**** Data provided

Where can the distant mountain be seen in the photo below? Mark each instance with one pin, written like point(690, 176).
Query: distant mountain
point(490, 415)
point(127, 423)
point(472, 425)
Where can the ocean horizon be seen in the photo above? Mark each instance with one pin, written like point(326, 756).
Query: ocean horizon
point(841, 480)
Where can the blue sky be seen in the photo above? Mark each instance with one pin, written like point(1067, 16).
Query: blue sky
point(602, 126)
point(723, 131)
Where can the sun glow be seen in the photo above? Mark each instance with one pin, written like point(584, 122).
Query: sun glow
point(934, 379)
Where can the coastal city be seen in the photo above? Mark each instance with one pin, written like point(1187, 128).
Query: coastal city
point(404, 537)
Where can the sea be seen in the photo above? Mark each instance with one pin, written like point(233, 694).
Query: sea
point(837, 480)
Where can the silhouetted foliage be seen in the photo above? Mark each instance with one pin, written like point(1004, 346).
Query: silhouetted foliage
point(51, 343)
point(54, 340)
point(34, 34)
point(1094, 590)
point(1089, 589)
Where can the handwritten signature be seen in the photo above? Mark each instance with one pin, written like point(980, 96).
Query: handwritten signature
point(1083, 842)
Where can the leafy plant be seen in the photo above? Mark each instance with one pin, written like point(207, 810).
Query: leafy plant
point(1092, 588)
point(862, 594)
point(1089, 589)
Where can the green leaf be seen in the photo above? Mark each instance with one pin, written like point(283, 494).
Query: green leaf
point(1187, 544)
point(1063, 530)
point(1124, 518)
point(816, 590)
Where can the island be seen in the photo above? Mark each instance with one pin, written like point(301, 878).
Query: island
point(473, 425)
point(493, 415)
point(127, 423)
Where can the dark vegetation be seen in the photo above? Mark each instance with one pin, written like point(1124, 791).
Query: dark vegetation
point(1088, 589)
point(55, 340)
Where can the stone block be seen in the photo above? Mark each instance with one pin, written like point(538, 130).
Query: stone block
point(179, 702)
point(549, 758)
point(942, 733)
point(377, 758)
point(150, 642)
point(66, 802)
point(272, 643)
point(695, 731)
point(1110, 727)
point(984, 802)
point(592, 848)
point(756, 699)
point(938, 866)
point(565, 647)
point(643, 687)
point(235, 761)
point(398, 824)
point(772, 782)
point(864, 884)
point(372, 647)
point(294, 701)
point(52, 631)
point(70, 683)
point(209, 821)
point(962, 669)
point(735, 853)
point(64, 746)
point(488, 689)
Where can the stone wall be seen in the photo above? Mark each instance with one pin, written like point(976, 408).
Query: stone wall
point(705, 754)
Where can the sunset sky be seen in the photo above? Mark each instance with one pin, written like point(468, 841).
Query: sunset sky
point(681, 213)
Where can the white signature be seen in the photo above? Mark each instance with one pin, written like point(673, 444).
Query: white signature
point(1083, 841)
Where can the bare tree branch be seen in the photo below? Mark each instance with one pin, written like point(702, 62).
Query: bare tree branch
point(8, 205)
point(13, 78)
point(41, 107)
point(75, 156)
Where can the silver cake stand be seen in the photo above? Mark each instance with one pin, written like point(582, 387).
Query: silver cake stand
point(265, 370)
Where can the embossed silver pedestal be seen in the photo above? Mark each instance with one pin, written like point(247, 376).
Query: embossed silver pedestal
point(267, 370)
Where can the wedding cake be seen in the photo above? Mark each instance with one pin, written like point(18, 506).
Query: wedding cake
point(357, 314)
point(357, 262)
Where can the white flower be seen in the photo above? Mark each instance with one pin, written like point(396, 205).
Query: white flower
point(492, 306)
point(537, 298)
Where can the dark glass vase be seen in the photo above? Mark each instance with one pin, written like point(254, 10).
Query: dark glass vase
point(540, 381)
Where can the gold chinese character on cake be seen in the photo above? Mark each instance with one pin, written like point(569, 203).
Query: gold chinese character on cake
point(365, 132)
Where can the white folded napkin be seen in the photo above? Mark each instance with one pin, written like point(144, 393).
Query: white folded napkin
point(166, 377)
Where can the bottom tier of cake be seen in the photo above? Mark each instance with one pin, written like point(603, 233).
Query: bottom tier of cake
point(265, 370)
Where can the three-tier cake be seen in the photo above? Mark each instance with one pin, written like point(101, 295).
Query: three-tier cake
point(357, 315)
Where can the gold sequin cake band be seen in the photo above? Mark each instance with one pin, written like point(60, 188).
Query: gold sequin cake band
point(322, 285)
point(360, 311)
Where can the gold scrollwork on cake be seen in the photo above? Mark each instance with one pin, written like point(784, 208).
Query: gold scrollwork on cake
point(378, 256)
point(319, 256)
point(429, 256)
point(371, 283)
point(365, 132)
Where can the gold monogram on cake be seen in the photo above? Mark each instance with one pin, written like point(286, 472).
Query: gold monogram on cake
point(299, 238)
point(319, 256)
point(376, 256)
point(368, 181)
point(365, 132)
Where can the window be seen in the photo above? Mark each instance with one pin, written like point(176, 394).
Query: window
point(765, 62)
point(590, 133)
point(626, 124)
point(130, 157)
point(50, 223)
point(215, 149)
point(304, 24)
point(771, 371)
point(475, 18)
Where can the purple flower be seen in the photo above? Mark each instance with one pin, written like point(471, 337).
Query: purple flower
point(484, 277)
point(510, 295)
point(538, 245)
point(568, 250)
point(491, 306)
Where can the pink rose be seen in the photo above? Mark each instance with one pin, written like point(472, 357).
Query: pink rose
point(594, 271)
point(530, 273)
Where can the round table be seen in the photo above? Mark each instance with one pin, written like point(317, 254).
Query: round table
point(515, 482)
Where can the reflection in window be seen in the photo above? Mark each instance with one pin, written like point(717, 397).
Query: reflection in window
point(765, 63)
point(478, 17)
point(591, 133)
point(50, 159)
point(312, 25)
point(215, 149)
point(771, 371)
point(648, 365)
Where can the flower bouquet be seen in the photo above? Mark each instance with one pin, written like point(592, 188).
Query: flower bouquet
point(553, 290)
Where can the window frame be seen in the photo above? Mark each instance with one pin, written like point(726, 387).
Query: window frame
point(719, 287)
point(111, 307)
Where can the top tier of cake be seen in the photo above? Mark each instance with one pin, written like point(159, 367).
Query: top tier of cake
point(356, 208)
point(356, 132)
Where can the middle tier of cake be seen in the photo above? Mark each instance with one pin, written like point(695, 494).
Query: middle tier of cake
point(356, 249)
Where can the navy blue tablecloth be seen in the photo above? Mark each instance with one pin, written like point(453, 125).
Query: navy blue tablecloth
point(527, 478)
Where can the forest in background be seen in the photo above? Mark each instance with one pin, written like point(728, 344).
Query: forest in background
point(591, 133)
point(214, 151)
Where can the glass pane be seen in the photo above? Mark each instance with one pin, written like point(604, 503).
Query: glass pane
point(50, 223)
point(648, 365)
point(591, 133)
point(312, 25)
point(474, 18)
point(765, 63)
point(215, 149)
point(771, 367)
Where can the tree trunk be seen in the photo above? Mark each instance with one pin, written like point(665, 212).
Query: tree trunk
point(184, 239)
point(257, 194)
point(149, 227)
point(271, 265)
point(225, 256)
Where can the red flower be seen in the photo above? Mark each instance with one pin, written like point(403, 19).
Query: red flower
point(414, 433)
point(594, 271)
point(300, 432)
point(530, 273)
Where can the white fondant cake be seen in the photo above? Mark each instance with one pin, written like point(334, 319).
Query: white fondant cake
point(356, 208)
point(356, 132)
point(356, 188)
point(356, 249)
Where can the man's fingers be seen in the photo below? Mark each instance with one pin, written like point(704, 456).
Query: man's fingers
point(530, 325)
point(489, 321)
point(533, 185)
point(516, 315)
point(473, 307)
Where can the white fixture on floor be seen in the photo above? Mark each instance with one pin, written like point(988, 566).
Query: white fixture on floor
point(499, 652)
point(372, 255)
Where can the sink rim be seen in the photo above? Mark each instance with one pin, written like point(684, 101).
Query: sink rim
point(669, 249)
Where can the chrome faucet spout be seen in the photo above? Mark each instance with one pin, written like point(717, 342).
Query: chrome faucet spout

********

Work order
Look through the material above for the word "chrome" and copy every line that has it.

Completed task
Where can the chrome faucet spout be seen in the photo above? Mark each instance with one pin, written like point(717, 342).
Query: chrome faucet spout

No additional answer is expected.